▶ [Task goal]:
Edit the text below about the sale of Northside Shopping Centre. Reproduce it starting at "Both HWBC and" and ending at "about €50 million.", replacing "declined to comment" with "would not comment" everywhere it occurs.

▶ [Passage provided]:
● ● ● ● ●

Other major retailers trading at Northside are Iceland, Heatons, Unicare, Euro General, Sportsworld, Northside Opticians, Café Misto Food Court and KFC.

The centre also offers a range of services to its customers including medical and dental surgeries, a WellWomen Centre, a post office and a credit union, as well as a furniture and bedding outlet.

Open-air scheme

Northside has had a number of owners since it was first developed in 1970 as an open-air scheme on drawings by architect Sam Stephenson. The property has been refurbished and revamped on several occasions since then, with the most recent work carried out by Patron Capital in 2016.

Both HWBC and Savills declined to comment on the sale when contacted by The Irish Times. Agent TWM similarly declined to comment on its handling of the purchase on behalf of AM Alpha.

While Northside Shopping Centre is AM Alpha’s first investment in Ireland’s retail property sector, the company has been active in the past in the Dublin office market.

In 2012, the Munich-headquartered investor paid €35.5 million for Riverside II, a 6,784sq m (73,022sq ft) office block on Sir John Rogerson’s Quay in the Dublin docklands.

The price paid represented a relative bargain when compared to the €60 million valuation attached to the property in 2006 when it was under the ownership of the Elliott, Kelly, Flynn and McCormack families.

AM Alpha secured a gross profit of €14.5 million from Riverside II when it sold the building on 18 months later to Irish property fund Iput for about €50 million.

● ● ● ● ●

▶ [Given information]:
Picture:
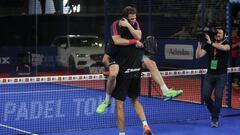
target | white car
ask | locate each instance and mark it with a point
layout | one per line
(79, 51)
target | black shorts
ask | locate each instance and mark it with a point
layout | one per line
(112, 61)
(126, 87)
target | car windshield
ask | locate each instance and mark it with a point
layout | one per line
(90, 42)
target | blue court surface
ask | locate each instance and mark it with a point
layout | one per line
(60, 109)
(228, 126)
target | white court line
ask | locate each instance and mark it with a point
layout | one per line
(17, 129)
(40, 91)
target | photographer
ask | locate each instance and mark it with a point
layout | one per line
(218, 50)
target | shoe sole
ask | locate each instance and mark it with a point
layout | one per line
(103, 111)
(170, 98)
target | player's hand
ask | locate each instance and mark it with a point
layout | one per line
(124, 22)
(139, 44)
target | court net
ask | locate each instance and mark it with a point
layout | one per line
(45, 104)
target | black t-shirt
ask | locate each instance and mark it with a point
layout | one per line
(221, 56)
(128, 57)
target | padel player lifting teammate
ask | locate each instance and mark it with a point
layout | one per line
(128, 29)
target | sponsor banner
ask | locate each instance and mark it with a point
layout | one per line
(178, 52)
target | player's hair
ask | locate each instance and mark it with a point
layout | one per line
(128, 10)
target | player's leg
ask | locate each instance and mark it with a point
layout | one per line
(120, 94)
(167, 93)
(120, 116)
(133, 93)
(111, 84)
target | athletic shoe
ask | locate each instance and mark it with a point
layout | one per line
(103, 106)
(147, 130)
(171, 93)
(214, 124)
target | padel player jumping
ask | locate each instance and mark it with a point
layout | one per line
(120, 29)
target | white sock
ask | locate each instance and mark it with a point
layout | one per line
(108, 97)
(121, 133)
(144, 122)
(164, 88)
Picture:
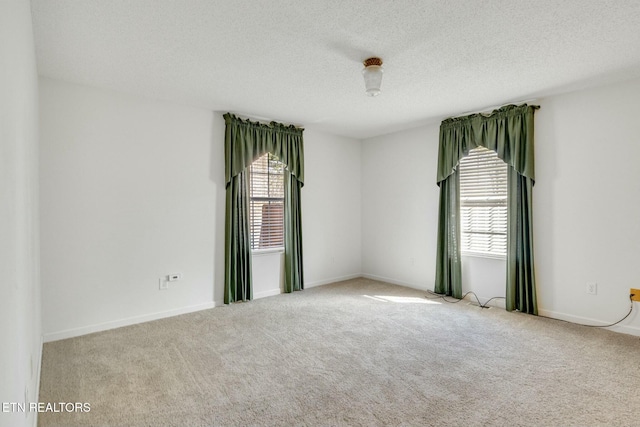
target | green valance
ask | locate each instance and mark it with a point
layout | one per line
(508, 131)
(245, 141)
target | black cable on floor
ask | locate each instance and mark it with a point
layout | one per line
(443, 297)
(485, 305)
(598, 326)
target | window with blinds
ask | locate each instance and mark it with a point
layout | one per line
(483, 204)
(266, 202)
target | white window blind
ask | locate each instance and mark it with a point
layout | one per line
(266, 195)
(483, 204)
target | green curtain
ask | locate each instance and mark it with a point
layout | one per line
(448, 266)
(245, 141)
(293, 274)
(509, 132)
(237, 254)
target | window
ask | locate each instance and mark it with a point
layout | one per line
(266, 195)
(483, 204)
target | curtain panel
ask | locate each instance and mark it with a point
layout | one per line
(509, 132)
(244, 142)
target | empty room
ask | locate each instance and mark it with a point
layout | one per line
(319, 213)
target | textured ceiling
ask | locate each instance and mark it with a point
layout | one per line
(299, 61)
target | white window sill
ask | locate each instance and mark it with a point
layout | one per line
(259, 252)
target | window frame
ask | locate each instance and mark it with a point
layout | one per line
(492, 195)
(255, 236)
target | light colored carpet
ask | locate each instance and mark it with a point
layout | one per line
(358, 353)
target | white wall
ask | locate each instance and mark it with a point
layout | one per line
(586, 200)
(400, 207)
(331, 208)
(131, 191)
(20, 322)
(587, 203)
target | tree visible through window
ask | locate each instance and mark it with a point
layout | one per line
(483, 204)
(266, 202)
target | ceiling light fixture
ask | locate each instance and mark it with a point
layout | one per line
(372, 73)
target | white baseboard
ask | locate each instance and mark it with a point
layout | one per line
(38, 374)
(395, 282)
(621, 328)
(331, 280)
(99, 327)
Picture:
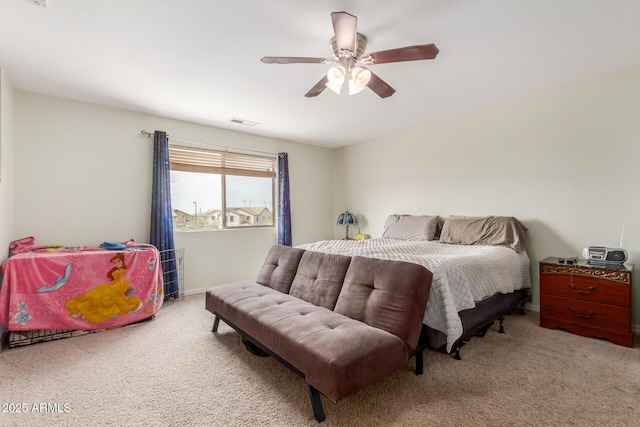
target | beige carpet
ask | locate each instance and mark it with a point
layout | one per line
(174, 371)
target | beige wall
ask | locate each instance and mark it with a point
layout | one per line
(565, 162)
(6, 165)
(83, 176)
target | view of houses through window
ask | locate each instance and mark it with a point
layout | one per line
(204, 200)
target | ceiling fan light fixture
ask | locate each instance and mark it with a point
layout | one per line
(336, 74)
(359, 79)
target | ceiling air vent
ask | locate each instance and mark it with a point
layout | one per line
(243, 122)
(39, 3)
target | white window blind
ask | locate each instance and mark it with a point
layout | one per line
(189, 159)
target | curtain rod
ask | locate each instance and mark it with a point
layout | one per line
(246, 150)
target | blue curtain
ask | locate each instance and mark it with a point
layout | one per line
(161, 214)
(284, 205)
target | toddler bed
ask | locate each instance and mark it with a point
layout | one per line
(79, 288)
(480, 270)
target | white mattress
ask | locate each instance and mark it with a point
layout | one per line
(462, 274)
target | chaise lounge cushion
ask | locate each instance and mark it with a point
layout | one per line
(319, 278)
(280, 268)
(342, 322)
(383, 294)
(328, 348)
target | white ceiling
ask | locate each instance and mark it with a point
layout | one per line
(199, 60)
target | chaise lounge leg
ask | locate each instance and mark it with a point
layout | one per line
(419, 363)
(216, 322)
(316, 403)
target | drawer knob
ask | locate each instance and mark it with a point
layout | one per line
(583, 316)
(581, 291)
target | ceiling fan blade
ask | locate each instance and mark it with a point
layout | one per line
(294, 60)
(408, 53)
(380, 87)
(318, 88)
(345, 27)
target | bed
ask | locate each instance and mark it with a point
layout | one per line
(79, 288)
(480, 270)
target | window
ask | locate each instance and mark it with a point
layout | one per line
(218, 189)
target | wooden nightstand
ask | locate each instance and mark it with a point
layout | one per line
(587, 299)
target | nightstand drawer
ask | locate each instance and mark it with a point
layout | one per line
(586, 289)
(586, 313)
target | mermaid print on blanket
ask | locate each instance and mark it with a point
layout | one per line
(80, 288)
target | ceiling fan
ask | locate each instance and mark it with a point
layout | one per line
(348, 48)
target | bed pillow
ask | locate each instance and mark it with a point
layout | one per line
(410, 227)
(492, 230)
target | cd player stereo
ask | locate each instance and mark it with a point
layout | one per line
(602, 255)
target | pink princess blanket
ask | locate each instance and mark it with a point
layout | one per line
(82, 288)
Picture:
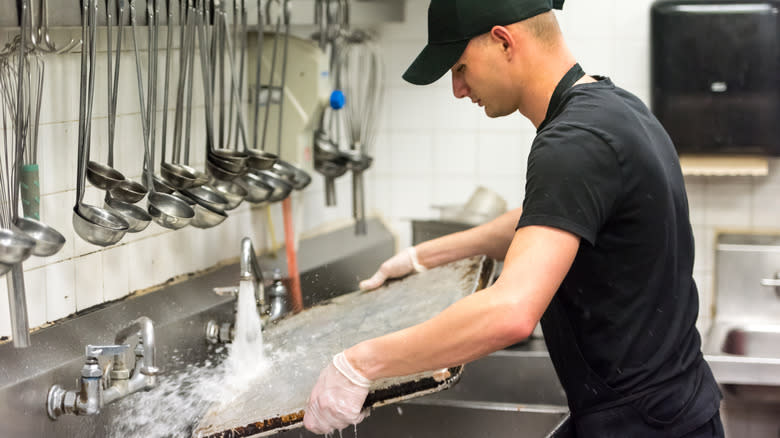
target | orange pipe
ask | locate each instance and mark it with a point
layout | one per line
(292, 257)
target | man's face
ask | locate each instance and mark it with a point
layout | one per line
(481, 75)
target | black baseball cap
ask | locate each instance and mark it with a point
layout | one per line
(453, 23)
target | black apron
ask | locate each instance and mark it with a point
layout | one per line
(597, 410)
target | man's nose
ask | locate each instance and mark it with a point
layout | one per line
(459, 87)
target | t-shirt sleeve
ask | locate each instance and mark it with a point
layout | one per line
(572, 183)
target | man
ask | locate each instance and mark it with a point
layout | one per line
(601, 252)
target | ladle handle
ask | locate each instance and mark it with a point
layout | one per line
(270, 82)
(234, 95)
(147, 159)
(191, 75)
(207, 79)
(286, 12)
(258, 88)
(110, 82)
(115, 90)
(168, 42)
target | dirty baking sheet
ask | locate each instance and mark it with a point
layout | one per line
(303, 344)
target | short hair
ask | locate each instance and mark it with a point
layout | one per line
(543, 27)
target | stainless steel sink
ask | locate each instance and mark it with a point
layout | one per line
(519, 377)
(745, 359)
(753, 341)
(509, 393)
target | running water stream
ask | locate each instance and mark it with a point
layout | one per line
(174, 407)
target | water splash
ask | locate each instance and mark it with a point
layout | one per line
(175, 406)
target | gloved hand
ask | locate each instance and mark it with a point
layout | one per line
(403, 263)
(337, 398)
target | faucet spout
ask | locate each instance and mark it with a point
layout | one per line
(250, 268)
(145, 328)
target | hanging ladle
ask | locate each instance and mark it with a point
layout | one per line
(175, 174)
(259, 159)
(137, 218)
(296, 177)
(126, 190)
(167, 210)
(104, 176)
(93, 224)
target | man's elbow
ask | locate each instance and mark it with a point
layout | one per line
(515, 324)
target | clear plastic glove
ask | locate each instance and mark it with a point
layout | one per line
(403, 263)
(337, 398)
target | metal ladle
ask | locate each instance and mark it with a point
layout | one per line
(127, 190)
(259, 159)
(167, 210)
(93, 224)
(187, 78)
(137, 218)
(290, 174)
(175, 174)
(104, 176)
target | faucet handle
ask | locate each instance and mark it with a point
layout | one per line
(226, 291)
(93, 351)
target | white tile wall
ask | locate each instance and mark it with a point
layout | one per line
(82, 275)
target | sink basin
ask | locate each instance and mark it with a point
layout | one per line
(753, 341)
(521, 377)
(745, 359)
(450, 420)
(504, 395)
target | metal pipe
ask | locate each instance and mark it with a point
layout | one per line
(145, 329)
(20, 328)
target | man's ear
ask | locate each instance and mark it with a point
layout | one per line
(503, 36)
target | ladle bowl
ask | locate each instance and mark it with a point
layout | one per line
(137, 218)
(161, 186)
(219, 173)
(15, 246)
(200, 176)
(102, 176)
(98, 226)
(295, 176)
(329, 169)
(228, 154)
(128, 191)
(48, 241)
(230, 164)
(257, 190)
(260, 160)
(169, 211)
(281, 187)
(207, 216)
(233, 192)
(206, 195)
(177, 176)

● ● ● ● ●

▶ [Reply]:
Both HWBC and Savills would not comment on the sale when contacted by The Irish Times. Agent TWM similarly would not comment on its handling of the purchase on behalf of AM Alpha.

While Northside Shopping Centre is AM Alpha’s first investment in Ireland’s retail property sector, the company has been active in the past in the Dublin office market.

In 2012, the Munich-headquartered investor paid €35.5 million for Riverside II, a 6,784sq m (73,022sq ft) office block on Sir John Rogerson’s Quay in the Dublin docklands.

The price paid represented a relative bargain when compared to the €60 million valuation attached to the property in 2006 when it was under the ownership of the Elliott, Kelly, Flynn and McCormack families.

AM Alpha secured a gross profit of €14.5 million from Riverside II when it sold the building on 18 months later to Irish property fund Iput for about €50 million.